▶ EXCERPT:
□ □ □ □ □ □ □

DR. CLAUDIUS GALEN WHEELHOUSE (1826-1909)

Details
DR. CLAUDIUS GALEN WHEELHOUSE (1826-1909)

'Narrative of a Yacht Voyage in the Mediterranean', 1849-50

Manuscript journal, 549 pp., first entry dated "Gitana Yacht" September 20th 1849, the last dated August 8th [1850], contemporary morocco by Coates of Leeds, titled and initialled C.G.W. in gilt on spine, g.e. and goffered, 4to.
Literature
Hershkowitz, The British Photographer Abroad, plates 9 - 11 and p. 81; Pare, Photography and Architecture: 1839-1939, pl. 78 and p. 248

Lot Essay

Dr. Wheelhouse accompanied Lord Lincoln on his tour of the Mediterranean, Bosphorus and Levant as surgeon on the 168 ton fore-and-aft rigged schooner 'Gitana' crewed by eleven men with two cooks, a steward and a valet. This 'fair copy' journal probably made soon after the voyage includes, on forty-five pages, descriptions of his attempts both successful and disappointing to 'take sketches' with his Talbotype apparatus. He describes being arrested while attempting to make 'sketches' of the market place in Cadiz from the ramparts. His apparatus was mistaken for that of an engineer recording information for military plans for which the offence was High Treason and the punishment death. On p. 101 he describes his introduction on November 3, 1849 to Rev. Bridges in Valetta, I was this morning introduced to Mr. Bridges and find him an extremely agreeable and pleasant person - a clergyman and moving in the first society here. He showed me many beautiful talbotypes from Naples - Pompeii - Rome - Etna....a more interesting collection of Talbotypes I should think few men have as yet got together. Yet Mr. B complains of want of success! and tells me that so far I am succeeding better than he ever did... He showed me the tent in which he works - barely large enough to contain him and his apparatus, and yet so zealous is he that he lived in it for a whole fortnight in the crater of Mount Etna. He had many fine views also of Constantinople....in obtaining them, he was constantly being mobbed by the Turks, who at last smashed his apparatus, and half murdered him.

□ □ □ □ □ □ □

▶ DATASET RECORDS:

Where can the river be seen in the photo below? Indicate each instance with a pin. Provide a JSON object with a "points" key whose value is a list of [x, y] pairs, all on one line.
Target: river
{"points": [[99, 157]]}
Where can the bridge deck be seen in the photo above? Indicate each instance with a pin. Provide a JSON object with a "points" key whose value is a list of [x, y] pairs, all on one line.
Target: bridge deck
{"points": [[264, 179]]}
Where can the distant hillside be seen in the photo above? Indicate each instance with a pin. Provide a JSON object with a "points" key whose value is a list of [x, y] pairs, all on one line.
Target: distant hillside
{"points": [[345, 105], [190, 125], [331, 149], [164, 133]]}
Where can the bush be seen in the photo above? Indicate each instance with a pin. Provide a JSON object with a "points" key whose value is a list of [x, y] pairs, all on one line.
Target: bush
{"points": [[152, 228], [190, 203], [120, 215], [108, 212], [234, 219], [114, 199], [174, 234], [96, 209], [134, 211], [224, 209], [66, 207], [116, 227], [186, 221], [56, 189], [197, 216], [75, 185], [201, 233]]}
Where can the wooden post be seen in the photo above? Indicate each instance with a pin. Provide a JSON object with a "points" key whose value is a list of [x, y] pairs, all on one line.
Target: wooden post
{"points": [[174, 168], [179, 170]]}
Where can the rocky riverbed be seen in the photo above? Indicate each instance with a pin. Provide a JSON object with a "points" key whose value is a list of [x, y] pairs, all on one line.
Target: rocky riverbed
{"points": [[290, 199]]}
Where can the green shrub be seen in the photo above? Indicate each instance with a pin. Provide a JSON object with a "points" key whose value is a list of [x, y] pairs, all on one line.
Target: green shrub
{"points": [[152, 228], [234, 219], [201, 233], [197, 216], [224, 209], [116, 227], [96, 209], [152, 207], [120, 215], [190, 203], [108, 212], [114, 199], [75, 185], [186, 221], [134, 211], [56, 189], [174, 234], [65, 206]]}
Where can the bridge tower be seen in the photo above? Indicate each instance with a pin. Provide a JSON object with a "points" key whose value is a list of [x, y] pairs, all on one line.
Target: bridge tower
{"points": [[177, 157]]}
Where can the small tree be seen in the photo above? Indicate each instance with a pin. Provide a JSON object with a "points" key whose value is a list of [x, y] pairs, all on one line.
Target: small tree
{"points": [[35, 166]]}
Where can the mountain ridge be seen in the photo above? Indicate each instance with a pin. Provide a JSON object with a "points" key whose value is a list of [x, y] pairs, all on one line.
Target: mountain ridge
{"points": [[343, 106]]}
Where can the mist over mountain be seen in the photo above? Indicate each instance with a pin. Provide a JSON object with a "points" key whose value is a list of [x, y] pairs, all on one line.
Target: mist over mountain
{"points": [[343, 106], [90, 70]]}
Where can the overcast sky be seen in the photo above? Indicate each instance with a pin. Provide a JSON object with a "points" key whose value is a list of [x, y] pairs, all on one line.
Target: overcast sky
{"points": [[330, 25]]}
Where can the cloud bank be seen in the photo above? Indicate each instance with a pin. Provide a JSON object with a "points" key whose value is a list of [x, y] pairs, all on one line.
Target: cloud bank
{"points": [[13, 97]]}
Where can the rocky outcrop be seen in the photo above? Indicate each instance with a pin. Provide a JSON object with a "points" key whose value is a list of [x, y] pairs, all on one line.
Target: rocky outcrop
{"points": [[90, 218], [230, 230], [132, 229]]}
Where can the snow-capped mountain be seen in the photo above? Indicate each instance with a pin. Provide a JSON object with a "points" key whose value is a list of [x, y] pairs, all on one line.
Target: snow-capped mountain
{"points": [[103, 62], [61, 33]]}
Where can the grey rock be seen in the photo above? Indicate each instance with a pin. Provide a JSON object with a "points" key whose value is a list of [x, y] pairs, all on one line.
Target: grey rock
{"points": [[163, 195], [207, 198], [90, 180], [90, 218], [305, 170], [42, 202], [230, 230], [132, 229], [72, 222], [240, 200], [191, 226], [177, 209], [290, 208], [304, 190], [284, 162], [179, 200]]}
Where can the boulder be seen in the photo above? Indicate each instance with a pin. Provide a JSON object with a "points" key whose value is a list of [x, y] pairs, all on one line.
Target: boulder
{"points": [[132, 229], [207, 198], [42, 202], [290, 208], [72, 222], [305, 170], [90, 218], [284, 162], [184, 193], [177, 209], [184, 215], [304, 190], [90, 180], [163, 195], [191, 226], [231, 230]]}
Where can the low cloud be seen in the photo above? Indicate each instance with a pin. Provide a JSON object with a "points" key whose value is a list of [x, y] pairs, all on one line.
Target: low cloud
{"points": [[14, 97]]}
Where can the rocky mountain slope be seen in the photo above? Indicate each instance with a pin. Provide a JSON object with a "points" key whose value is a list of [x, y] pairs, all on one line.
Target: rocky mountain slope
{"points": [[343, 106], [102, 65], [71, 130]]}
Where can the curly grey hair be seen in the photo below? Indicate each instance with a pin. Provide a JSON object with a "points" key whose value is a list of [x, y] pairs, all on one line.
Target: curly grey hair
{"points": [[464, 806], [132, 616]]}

□ □ □ □ □ □ □

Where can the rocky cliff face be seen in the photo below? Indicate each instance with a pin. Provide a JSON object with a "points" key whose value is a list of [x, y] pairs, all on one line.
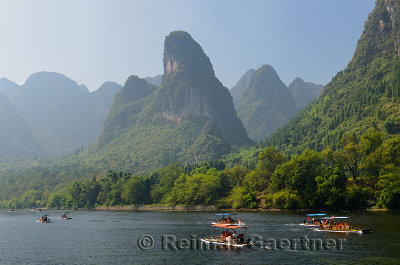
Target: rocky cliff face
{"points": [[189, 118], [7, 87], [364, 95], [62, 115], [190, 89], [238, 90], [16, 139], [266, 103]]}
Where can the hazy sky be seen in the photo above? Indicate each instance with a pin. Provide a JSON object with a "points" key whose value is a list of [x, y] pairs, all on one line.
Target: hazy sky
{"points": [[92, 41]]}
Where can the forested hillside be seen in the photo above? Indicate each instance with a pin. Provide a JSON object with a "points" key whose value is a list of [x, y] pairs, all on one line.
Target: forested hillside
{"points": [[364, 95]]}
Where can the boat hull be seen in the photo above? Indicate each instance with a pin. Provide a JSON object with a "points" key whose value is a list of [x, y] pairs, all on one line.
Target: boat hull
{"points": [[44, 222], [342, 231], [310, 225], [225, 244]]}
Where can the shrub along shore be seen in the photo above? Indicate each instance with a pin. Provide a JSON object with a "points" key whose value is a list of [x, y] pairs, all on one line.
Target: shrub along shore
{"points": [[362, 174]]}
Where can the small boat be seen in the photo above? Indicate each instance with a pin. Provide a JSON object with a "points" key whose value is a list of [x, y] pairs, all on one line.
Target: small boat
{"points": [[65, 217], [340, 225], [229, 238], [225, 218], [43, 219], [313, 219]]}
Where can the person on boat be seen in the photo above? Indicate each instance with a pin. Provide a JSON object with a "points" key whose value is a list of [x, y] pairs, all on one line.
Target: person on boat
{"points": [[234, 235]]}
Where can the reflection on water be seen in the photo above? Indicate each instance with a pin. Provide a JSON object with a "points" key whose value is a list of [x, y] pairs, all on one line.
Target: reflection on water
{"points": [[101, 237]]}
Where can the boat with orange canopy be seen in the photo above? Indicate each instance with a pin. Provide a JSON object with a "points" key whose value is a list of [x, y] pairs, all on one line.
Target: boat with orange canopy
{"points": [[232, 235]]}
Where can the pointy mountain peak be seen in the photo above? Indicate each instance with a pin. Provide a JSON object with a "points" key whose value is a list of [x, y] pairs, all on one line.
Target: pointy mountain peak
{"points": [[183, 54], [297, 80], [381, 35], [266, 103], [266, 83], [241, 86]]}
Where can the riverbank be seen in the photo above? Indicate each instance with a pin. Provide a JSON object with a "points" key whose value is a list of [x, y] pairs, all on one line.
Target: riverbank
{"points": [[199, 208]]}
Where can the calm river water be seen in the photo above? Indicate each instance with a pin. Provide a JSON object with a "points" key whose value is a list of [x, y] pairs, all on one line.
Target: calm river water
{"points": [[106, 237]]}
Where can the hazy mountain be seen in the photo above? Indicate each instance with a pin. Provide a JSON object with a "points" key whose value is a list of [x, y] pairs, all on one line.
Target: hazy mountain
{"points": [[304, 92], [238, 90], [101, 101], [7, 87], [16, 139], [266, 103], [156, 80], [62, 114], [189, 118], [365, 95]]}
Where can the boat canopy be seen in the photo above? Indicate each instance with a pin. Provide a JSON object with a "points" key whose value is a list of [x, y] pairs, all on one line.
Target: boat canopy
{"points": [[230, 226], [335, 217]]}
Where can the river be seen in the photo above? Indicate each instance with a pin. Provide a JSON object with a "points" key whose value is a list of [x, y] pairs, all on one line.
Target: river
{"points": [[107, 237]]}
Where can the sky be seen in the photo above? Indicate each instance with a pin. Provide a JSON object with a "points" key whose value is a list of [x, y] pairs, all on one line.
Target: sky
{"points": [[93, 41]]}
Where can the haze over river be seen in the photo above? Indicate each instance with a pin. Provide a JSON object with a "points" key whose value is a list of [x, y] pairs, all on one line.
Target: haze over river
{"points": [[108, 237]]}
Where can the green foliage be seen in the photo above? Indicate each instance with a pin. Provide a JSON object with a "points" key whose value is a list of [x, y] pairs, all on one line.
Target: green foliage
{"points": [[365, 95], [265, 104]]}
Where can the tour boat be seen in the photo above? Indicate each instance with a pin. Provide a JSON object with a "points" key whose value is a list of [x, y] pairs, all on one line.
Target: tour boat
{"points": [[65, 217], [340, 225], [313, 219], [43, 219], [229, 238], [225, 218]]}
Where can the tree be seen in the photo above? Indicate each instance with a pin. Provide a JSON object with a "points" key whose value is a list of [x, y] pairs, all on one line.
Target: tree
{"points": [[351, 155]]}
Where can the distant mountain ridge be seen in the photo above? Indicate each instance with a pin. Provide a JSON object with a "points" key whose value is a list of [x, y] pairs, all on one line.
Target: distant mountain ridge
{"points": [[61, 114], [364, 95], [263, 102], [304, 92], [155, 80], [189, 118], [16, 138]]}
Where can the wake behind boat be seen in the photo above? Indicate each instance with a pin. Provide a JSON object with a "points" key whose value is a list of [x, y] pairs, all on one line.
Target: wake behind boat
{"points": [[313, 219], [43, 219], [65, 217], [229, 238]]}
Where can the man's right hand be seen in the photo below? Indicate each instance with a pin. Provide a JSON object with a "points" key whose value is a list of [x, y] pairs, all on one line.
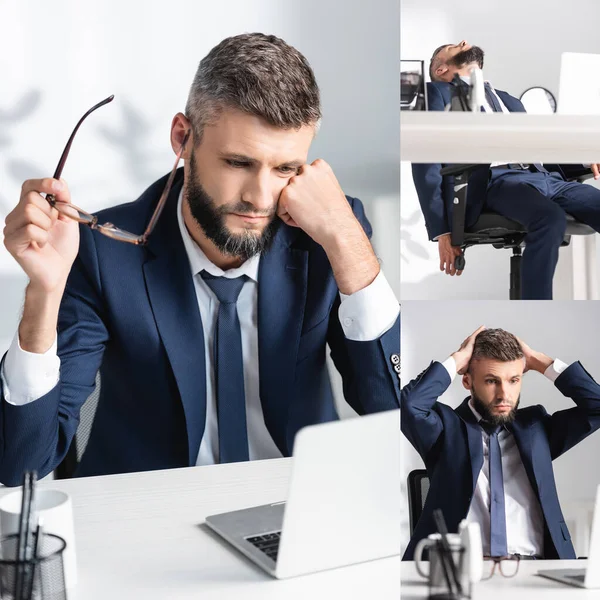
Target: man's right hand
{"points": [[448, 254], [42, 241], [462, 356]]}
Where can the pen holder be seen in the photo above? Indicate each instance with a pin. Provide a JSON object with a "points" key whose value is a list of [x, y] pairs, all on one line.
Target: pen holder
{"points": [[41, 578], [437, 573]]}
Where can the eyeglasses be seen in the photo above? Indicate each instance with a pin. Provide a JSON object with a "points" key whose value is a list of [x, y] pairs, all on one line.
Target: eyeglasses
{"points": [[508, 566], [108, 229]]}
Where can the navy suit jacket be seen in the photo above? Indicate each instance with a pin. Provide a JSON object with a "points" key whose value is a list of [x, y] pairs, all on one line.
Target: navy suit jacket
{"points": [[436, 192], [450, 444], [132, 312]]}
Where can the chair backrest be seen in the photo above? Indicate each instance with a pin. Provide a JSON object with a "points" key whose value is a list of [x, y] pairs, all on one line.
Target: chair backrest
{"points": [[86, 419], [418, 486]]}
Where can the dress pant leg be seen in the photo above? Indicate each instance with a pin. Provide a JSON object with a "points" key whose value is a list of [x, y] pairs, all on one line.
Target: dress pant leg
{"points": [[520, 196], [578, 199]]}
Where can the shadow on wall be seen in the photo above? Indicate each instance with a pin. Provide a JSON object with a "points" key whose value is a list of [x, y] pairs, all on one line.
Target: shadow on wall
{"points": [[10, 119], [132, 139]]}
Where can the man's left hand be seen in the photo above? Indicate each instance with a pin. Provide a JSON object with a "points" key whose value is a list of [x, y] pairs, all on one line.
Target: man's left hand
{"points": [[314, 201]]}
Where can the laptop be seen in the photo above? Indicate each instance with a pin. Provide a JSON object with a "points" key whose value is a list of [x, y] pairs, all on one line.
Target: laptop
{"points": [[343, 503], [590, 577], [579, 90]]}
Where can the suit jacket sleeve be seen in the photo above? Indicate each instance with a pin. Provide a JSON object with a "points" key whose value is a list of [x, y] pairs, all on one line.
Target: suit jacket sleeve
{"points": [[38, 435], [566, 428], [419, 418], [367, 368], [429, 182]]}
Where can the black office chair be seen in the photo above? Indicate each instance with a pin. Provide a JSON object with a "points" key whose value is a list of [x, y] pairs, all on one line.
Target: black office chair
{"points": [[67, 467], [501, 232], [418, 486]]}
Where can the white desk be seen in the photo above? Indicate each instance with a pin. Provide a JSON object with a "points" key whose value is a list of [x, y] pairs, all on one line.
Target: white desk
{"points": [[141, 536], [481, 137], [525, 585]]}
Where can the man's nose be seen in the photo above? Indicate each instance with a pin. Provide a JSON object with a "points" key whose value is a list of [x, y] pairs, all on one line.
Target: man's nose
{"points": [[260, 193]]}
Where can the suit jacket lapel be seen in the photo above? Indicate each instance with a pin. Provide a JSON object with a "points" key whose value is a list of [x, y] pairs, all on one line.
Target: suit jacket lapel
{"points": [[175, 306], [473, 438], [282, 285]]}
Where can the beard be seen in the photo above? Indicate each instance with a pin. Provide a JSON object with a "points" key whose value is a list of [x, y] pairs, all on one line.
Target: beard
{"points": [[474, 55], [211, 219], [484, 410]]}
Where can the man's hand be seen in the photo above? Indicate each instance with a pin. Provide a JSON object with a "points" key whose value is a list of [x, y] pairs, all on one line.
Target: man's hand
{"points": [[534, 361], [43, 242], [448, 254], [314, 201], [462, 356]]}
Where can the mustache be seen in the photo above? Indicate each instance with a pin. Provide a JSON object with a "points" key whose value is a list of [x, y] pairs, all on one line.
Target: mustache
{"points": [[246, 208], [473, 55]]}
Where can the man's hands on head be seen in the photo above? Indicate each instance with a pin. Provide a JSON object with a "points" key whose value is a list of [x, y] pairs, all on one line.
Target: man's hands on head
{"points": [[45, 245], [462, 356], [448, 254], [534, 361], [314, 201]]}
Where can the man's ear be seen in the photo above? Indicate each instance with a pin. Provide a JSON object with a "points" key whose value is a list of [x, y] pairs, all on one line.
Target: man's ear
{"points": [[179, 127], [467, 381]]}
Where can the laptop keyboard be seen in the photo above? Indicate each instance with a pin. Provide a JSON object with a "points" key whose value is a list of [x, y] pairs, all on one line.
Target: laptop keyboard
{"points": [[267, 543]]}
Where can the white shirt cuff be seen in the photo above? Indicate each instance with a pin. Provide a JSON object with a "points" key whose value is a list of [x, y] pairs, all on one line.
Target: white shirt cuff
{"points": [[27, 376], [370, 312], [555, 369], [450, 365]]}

□ □ □ □ □ □ □

▶ APPLY WHAT YOU READ:
1) Do the following statements agree with the lot description of the Wheelhouse journal? Answer yes or no for each, and quote the words of the description that decide it. (a) The 'Gitana' was a 168 ton schooner. (b) Wheelhouse was arrested in Valetta while making sketches. (c) Mr. Bridges spent a fortnight living in his tent in the crater of Mount Etna.
2) Carry on the lot description of the Wheelhouse journal, starting right after its final sentence.

▶ PER-TASK OUTPUTS:
1)
(a) Yes: "the 168 ton fore-and-aft rigged schooner 'Gitana'"
(b) No: "He describes being arrested while attempting to make 'sketches' of the market place in Cadiz from the ramparts."
(c) Yes: "he lived in it for a whole fortnight in the crater of Mount Etna"

2)
Dr. Wheelhouse is credited with being one of the first British subjects to make a successful photographic tour to Egypt and the Holy Land. Examples of his work are extremely rare, and little is known other than an album in the collection of the Royal Photographic Society containing later albumen prints from the calotypes and including anecdotal captions. This diary is exceptional in providing a detailed written record of the tour of an important amateur 'talbotypist' from the pioneering period of topographical photography.